■ STATED PROBLEM 1 ■
Rewrite the rows below, everything from the line containing "segment the **woman's shoe**" down to the end of the rows, with both ends included, and leave out the pictures. Shift every x and y coordinate of the polygon vertices in the answers by adding -88, and repeat the other lines unchanged.

■ PROVIDED PASSAGE ■
Caption: Mitt Romney called an individual mandate, "the ultimate conservative idea".

One of the biggest points of contention in our debate versus the Berkeley College Republicans was the so-called “individual mandate”. Under this provision, individuals would be required to either have insurance or pay a fine.

The individual mandate wasn’t always controversial. It’s supported by a broad range of wonks and policy experts. In fact, until it became a political football, it was even championed by prominent conservatives. Mitt Romney himself called it, “the ultimate conservative idea”.

I’m honestly surprised this is controversial. It’s actually based on a conservative principle—that you shouldn’t be a burden on the rest of society. Right now, if you go into the emergency room and you don’t have insurance, others pick up your tab. In essence, you’re free riding. What this does is make sure that no one free rides on others.

(Shape boundary rows)

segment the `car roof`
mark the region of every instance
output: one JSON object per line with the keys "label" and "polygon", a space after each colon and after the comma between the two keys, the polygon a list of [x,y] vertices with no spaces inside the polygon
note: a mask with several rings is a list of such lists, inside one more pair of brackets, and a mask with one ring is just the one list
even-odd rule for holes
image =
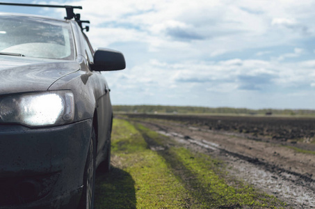
{"label": "car roof", "polygon": [[41,15],[31,15],[31,14],[0,12],[0,16],[15,16],[15,17],[21,17],[21,18],[23,18],[24,17],[35,17],[35,18],[38,18],[38,19],[45,19],[47,20],[51,20],[51,21],[60,21],[60,22],[70,22],[70,20],[68,20],[56,19],[56,18],[47,17],[47,16],[41,16]]}

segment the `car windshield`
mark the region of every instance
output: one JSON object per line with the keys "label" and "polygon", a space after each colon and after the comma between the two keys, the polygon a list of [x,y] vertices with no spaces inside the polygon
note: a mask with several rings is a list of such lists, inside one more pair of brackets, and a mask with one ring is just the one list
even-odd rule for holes
{"label": "car windshield", "polygon": [[70,24],[35,17],[0,15],[0,54],[74,59]]}

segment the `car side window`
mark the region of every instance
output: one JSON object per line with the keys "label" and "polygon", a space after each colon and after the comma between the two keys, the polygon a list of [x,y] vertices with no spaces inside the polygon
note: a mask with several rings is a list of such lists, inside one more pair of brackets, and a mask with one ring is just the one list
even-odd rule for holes
{"label": "car side window", "polygon": [[93,54],[94,52],[93,49],[92,49],[91,45],[90,44],[88,37],[85,34],[84,36],[84,48],[86,49],[86,59],[88,59],[88,61],[89,64],[91,64],[93,63]]}

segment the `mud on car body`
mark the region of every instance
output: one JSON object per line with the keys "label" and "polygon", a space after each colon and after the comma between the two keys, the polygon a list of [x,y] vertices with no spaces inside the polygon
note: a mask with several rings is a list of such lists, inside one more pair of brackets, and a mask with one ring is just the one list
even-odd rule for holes
{"label": "mud on car body", "polygon": [[124,59],[93,50],[87,22],[65,7],[65,20],[0,14],[0,208],[92,208],[95,169],[109,169],[100,71]]}

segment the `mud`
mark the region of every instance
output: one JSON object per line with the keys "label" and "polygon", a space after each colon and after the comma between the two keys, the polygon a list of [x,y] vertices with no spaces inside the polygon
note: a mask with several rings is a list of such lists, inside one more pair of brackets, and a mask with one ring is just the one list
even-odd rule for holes
{"label": "mud", "polygon": [[[135,118],[134,116],[130,118]],[[289,145],[314,150],[314,144],[302,142],[294,137],[279,140],[270,136],[257,137],[251,133],[240,133],[231,130],[209,129],[209,124],[198,122],[198,118],[193,121],[174,118],[172,121],[147,119],[148,117],[140,119],[138,116],[136,118],[138,122],[172,137],[182,146],[224,160],[231,176],[236,176],[283,200],[287,203],[288,208],[315,208],[315,155],[298,153],[286,146]],[[286,121],[277,118],[272,120],[278,123]],[[281,124],[277,125],[285,127]],[[311,128],[313,125],[305,123],[303,125],[304,133],[312,132],[306,127]],[[288,141],[289,139],[296,140],[291,141],[296,143],[292,144]]]}

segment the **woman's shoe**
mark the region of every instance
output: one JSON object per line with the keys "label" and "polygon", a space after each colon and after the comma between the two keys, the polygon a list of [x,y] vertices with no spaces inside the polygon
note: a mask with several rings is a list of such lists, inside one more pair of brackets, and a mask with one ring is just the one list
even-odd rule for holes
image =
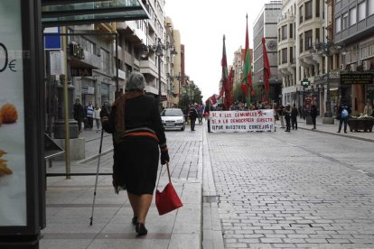
{"label": "woman's shoe", "polygon": [[136,232],[139,236],[148,234],[148,230],[146,230],[145,226],[143,223],[136,223]]}
{"label": "woman's shoe", "polygon": [[136,225],[136,223],[137,223],[137,217],[133,217],[133,218],[131,219],[131,223],[133,225]]}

■ STATED PROBLEM 2 ■
In the provided passage about the individual mandate, what would individuals be required to do under that provision?

■ FINISHED ANSWER 1 ■
segment the **woman's shoe**
mark the region of every instance
output: one JSON object per line with the keys "label" and "polygon", a space after each colon and after the comma between the two keys, the polygon a list of [x,y] vertices with no spaces inside the polygon
note: a mask with several rings is a list of such lists, inside one more pair of brackets, and a mask with one ring is just the one list
even-odd rule for holes
image =
{"label": "woman's shoe", "polygon": [[48,144],[51,148],[60,146],[60,142],[58,142],[57,138],[55,135],[48,135]]}
{"label": "woman's shoe", "polygon": [[48,137],[48,135],[49,135],[49,129],[45,129],[45,130],[43,131],[43,135],[45,137]]}

■ FINISHED ANSWER 2 ■
They would be required to either have insurance or pay a fine.